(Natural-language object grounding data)

□ □ □ □ □ □ □

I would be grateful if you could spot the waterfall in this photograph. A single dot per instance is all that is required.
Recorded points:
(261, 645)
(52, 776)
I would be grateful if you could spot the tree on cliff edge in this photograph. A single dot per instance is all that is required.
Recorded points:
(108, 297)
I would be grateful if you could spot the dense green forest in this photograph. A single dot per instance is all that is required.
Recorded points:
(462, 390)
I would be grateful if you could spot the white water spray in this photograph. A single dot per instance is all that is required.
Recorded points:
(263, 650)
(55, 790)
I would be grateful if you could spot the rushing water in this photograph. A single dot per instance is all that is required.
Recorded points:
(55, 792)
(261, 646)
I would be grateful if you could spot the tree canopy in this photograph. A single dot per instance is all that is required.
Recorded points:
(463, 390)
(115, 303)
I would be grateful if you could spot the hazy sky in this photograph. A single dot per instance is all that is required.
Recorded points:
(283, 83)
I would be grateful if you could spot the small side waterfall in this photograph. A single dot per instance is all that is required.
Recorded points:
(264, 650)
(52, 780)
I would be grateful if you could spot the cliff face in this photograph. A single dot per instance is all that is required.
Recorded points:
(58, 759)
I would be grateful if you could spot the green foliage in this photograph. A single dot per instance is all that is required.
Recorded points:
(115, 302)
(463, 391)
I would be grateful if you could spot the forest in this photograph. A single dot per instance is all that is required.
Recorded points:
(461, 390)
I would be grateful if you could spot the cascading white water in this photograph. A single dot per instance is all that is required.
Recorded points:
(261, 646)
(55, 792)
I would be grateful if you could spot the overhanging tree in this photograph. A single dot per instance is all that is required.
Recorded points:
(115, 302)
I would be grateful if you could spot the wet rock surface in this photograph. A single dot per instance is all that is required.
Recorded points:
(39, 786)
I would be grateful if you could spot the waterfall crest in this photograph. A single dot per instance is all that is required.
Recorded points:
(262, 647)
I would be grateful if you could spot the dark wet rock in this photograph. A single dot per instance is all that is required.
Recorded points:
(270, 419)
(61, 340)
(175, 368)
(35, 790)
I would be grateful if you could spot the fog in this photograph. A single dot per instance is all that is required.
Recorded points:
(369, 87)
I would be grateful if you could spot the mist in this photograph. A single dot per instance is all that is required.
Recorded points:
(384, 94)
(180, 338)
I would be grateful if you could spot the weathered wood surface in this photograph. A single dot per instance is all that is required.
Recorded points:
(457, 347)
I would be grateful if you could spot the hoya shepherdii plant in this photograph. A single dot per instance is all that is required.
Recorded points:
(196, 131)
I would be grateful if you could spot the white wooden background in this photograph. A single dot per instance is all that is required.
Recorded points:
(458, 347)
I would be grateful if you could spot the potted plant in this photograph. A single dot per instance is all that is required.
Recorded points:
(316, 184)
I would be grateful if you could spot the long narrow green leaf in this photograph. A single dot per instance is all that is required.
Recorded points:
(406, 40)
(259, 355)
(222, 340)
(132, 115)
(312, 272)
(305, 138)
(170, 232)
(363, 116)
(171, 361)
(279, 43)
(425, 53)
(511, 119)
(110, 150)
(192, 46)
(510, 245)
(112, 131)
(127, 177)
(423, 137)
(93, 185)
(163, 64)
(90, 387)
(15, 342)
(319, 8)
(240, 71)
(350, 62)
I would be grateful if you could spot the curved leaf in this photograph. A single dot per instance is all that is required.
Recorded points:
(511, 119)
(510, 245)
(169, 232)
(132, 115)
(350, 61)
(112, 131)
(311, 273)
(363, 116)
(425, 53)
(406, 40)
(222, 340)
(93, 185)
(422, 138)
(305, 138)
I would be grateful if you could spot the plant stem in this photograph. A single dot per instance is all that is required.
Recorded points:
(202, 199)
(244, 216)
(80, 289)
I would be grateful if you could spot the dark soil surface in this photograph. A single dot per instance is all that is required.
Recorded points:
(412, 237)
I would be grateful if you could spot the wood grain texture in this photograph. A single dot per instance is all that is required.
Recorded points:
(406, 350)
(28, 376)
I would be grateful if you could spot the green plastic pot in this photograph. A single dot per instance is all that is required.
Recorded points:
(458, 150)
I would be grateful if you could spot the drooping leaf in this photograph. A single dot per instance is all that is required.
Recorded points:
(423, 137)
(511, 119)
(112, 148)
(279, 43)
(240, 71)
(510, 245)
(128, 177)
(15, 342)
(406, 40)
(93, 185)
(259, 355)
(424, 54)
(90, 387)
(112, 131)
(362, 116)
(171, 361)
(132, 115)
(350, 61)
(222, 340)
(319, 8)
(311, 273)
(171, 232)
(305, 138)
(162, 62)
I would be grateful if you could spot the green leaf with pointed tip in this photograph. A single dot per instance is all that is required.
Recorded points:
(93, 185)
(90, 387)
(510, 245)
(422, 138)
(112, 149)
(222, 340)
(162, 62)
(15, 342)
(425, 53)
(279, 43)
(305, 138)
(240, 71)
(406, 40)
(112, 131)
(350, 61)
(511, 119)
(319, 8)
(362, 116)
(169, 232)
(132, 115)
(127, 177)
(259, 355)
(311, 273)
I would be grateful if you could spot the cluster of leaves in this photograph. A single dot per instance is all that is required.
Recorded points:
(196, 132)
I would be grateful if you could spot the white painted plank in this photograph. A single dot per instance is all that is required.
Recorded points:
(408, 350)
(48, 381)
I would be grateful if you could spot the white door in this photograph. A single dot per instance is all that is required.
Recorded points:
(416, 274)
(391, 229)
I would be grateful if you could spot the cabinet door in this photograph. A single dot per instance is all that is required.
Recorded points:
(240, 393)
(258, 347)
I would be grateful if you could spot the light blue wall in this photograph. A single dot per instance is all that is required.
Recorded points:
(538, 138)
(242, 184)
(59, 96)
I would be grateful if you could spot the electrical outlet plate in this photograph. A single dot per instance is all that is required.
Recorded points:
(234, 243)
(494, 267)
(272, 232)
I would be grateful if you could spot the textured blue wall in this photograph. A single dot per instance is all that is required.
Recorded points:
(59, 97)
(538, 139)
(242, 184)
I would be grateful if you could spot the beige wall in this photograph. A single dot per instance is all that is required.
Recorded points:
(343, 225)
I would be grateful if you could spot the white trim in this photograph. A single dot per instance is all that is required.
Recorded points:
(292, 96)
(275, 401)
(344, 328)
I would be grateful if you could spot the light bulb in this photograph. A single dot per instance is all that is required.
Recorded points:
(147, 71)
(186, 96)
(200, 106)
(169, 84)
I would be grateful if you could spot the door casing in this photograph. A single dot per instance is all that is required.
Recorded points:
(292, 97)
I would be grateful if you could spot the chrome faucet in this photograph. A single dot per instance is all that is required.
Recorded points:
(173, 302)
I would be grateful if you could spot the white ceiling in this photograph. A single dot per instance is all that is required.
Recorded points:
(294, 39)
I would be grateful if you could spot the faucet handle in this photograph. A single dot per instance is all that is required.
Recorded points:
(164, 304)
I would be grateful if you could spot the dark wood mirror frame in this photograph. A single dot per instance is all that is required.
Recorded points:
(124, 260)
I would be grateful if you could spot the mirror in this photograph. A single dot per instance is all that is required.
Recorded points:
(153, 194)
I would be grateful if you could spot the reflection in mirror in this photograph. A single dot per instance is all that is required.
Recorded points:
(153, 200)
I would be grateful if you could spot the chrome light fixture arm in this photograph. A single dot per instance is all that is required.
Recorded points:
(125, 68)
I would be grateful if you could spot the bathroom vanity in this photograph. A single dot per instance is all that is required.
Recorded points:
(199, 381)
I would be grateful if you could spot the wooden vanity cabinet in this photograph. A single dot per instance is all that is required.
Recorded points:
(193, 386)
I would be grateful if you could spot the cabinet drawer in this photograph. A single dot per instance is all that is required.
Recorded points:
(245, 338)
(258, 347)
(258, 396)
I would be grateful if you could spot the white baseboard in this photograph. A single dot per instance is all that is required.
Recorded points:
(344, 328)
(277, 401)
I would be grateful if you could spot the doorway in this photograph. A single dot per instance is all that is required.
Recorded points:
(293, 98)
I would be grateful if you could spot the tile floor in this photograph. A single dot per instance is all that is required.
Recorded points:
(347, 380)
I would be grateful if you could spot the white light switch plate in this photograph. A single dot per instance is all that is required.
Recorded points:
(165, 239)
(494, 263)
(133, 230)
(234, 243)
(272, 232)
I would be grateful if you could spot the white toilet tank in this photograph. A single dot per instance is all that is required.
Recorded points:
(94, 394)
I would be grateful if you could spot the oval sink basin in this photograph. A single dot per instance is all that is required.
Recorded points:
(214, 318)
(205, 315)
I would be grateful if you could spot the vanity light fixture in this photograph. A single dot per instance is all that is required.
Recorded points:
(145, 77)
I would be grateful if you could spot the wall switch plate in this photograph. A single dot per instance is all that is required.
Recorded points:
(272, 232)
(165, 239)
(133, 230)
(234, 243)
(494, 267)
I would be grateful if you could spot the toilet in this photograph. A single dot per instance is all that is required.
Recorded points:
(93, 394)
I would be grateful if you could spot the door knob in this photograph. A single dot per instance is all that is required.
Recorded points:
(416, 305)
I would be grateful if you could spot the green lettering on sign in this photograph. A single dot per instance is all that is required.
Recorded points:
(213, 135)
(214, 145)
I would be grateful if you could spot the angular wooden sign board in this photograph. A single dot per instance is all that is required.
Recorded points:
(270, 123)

□ □ □ □ □ □ □

- What to produce: In the data above, find the line containing "I would be grateful if you could spot the angular", then copy it and every later line exactly.

- Problem solution:
I would be grateful if you could spot the angular wooden sign board in this photograph. A single dot per instance is all that is required.
Recorded points:
(270, 123)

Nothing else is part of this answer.